## START EXCERPT TO READ

Results of processing string "eertree": Number of sub-palindromes: 7 Sub-palindromes: ["e", "r", "t", "rtr", "ertre", "eertree", "ee"]

Julia

Translation of: Python
mutable struct Node
    edges::Dict{Char, Node}
    link::Union{Node, Missing}
    sz::Int
    Node() = new(Dict(), missing, 0)
end

sizednode(x) = (n = Node(); n.sz = x; n)

function eertree(str)
    nodes = Vector{Node}()
    oddroot = sizednode(-1)
    evenroot = sizednode(0)
    oddroot.link = evenroot
    evenroot.link = oddroot
    S = "0"
    maxsuffix = evenroot

    function maxsuffixpal(startnode,a::Char)
        # Traverse the suffix-palindromes of tree looking for equality with a
        u = startnode
        i = length(S)
        k = u.sz
        while u !== oddroot && S[i - k] != a
            if u === u.link
                throw("circular reference above oddroot")
            end
            u = u.link
            k = u.sz
        end
        u
    end

    function addchar(a::Char)
        Q = maxsuffixpal(maxsuffix, a)
        creatednode = !haskey(Q.edges, a)
        if creatednode
            P = sizednode(Q.sz + 2)
            push!(nodes, P)
            if P.sz == 1
                P.link = evenroot
            else
                P.link = maxsuffixpal(Q.link, a).edges[a]
            end
            Q.edges[a] = P            # adds edge (Q, P)
        end
        maxsuffix = Q.edges[a]        # P becomes the new maxsuffix
        S *= string(a)
        creatednode
    end

    function getsubpalindromes()
        result = Vector{String}()
        getsubpalindromes(oddroot, [oddroot], "", result)
        getsubpalindromes(evenroot, [evenroot], "", result)
        result
    end

    function getsubpalindromes(nd, nodestohere, charstohere, result)
        for (lnkname, nd2) in nd.edges
            getsubpalindromes(nd2, vcat(nodestohere, nd2), charstohere * lnkname, result)
        end
        if nd !== oddroot && nd !== evenroot
            assembled = reverse(charstohere) *
                (nodestohere[1] === evenroot ? charstohere : charstohere[2:end])
            push!(result, assembled)
        end
    end

    println("Results of processing string \"$str\":")
    for c in str
        addchar(c)
    end
    println("Number of sub-palindromes: ", length(nodes))
    println("Sub-palindromes: ", getsubpalindromes())
end

eertree("eertree")
Output:

Results of processing string "eertree": Number of sub-palindromes: 7 Sub-palindromes: ["e", "r", "eertree", "ertre", "rtr", "t", "ee"]

Kotlin

Translation of: Python
// version 1.1.4

class Node {
    val edges = mutableMapOf<Char, Node>()  // edges (or forward links)
    var link: Node? = null                  // suffix link (backward links)
    var len = 0                             // the length of the node
}

class Eertree(str: String) {
    val nodes = mutableListOf<Node>()

## END EXCERPT TO READ

### GIVEN INSTRUCTION A:
Answer these questions about the eertree excerpt:
(i) What size does the Julia code give to oddroot?
(ii) How many sub-palindromes does the Julia output report?
(iii) Which version number appears in the comment at the start of the Kotlin code?
### GIVEN INSTRUCTION B:
Extend the eertree excerpt by continuing the Kotlin code after its final line.

## START PROVIDED MATERIAL

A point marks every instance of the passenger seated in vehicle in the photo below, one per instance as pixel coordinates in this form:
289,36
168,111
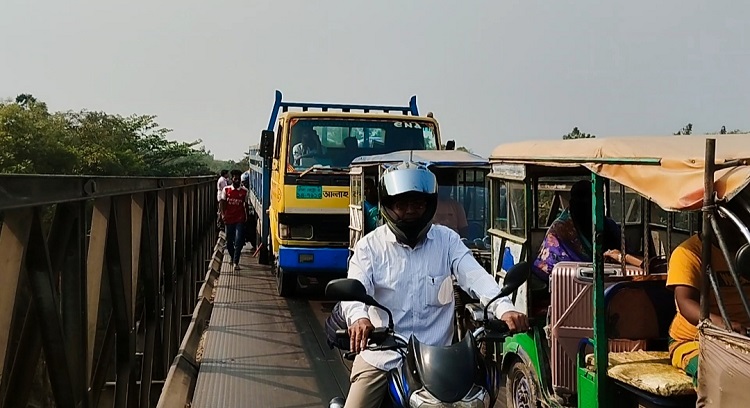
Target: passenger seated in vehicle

## END PROVIDED MATERIAL

### TASK OUTPUT A:
(i) -1
(ii) 7
(iii) 1.1.4

### TASK OUTPUT B:
    private val rto = Node()                // odd length root node, or node -1
    private val rte = Node()                // even length root node, or node 0
    private val s = StringBuilder("0")      // accumulated input string, T = S[1..i]
    private var maxSufT = rte               // maximum suffix of tree T

    init {
        // Initialize and build the tree
        rte.link = rto
        rto.link = rte
        rto.len  = -1
        rte.len  = 0
        for (ch in str) add(ch)
    }

    private fun getMaxSuffixPal(startNode: Node, a: Char): Node {
        // We traverse the suffix-palindromes of T in the order of decreasing length.
        // For each palindrome we read its length k and compare T[i-k] against a
        // until we get an equality or arrive at the -1 node.
        var u = startNode
        val i = s.length
        var k = u.len
        while (u !== rto && s[i - k - 1] != a) {
            if (u === u.link!!) throw RuntimeException("Infinite loop detected")
            u = u.link!!
            k = u.len
        }
        return u
    }

    private fun add(a: Char): Boolean {
        // We need to find the maximum suffix-palindrome P of Ta
        // Start by finding maximum suffix-palindrome Q of T.
        // To do this, we traverse the suffix-palindromes of T
        // in the order of decreasing length, starting with maxSuf(T)
        val q = getMaxSuffixPal(maxSufT, a)

        // We check Q to see whether it has an outgoing edge labeled by a.
        val createANewNode = a !in q.edges.keys

        if (createANewNode) {
            // We create the node P of length Q + 2
            val p = Node()
            nodes.add(p)
            p.len = q.len + 2
            if (p.len == 1) {
                // if P = a, create the suffix link (P, 0)
                p.link = rte
            }
            else {
                // It remains to create the suffix link from P if |P|>1. Just
                // continue traversing suffix-palindromes of T starting with the
                // the suffix link of Q.
                p.link = getMaxSuffixPal(q.link!!, a).edges[a]
            }

            // create the edge (Q, P)
            q.edges[a] = p
        }

        // P becomes the new maxSufT
        maxSufT = q.edges[a]!!

        // Store accumulated input string
        s.append(a)

        return createANewNode
    }

    fun getSubPalindromes(): List<String> {
        // Traverse tree to find sub-palindromes
        val result = mutableListOf<String>()
        // Odd length words
        getSubPalindromes(rto, listOf(rto), "", result)
        // Even length words
        getSubPalindromes(rte, listOf(rte), "", result)
        return result
    }

    private fun getSubPalindromes(nd: Node, nodesToHere: List<Node>,
                          charsToHere: String, result: MutableList<String>) {
        // Each node represents a palindrome, which can be reconstructed
        // by the path from the root node to each non-root node.

        // Traverse all edges, since they represent other palindromes
        for ((lnkName, nd2) in nd.edges) {
            getSubPalindromes(nd2, nodesToHere + nd2, charsToHere + lnkName, result)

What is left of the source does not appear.